=== Task ===
Write out the stretch of lines below that begins at the line with "<point>570,421</point>" and ends at the line with "<point>105,417</point>", including both, exactly as given and nothing more.

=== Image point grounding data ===
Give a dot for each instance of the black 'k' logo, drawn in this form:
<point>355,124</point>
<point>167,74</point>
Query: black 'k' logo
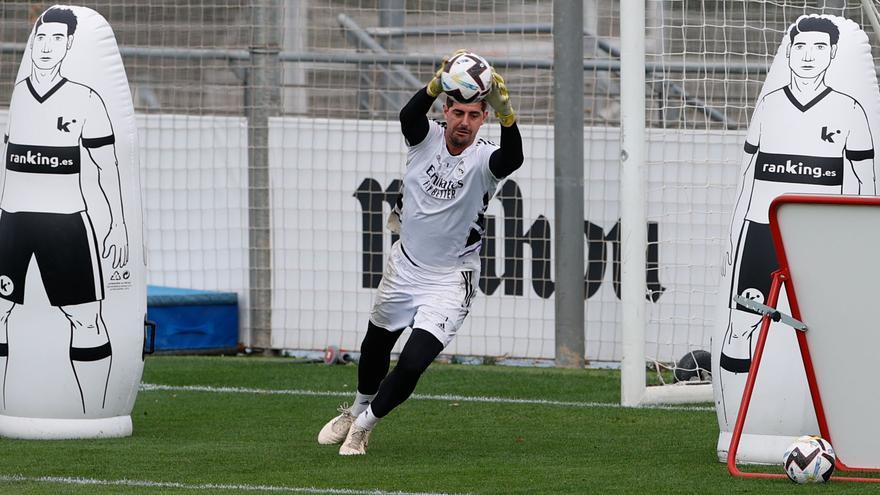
<point>828,136</point>
<point>63,126</point>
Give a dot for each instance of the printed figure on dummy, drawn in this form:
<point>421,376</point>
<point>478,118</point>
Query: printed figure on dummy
<point>58,128</point>
<point>808,134</point>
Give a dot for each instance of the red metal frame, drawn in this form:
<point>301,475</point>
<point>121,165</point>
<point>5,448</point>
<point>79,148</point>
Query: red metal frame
<point>780,277</point>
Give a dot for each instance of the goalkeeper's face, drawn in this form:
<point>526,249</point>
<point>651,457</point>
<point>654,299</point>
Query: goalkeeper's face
<point>810,54</point>
<point>462,123</point>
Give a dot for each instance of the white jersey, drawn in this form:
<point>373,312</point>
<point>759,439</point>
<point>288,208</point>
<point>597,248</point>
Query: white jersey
<point>444,198</point>
<point>801,147</point>
<point>43,146</point>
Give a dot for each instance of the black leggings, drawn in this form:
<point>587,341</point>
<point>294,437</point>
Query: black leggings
<point>419,352</point>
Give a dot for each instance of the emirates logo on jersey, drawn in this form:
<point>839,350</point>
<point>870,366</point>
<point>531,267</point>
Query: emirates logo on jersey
<point>440,187</point>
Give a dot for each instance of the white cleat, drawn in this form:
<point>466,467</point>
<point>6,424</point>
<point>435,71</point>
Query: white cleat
<point>337,428</point>
<point>356,441</point>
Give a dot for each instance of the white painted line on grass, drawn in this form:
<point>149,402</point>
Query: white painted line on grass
<point>446,398</point>
<point>210,487</point>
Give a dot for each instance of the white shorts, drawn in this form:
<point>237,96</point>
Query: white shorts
<point>412,296</point>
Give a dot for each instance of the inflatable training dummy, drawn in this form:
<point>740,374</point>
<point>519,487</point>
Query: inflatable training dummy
<point>72,271</point>
<point>813,131</point>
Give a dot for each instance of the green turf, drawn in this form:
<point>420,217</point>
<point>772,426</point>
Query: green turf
<point>453,446</point>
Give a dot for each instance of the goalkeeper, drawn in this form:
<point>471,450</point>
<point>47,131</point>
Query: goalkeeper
<point>431,277</point>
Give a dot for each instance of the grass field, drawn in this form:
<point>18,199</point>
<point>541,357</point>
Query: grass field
<point>225,425</point>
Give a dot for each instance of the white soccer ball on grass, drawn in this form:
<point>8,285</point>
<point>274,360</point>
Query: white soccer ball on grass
<point>467,78</point>
<point>809,459</point>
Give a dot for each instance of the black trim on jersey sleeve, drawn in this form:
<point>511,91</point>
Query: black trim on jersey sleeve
<point>509,157</point>
<point>413,117</point>
<point>98,142</point>
<point>750,148</point>
<point>856,156</point>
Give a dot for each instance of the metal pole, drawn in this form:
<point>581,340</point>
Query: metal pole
<point>263,99</point>
<point>392,13</point>
<point>633,230</point>
<point>568,137</point>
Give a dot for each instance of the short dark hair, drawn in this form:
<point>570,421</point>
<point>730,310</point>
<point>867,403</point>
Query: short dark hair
<point>56,14</point>
<point>815,24</point>
<point>450,102</point>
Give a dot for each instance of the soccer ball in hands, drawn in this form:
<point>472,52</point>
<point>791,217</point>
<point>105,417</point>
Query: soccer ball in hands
<point>809,459</point>
<point>467,78</point>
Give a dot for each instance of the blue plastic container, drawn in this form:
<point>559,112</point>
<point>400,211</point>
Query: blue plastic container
<point>189,320</point>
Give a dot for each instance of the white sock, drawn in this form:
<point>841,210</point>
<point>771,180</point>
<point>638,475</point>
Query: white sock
<point>366,419</point>
<point>361,403</point>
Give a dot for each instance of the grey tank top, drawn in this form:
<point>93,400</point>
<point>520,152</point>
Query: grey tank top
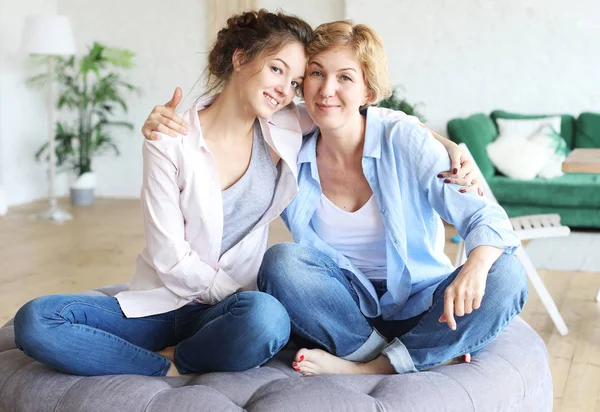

=== Output for this task ===
<point>570,421</point>
<point>730,310</point>
<point>867,403</point>
Query: short dark hair
<point>56,14</point>
<point>815,24</point>
<point>450,102</point>
Give a dot for each instance of the soccer ball in hands, drawn in this form:
<point>472,52</point>
<point>791,217</point>
<point>105,417</point>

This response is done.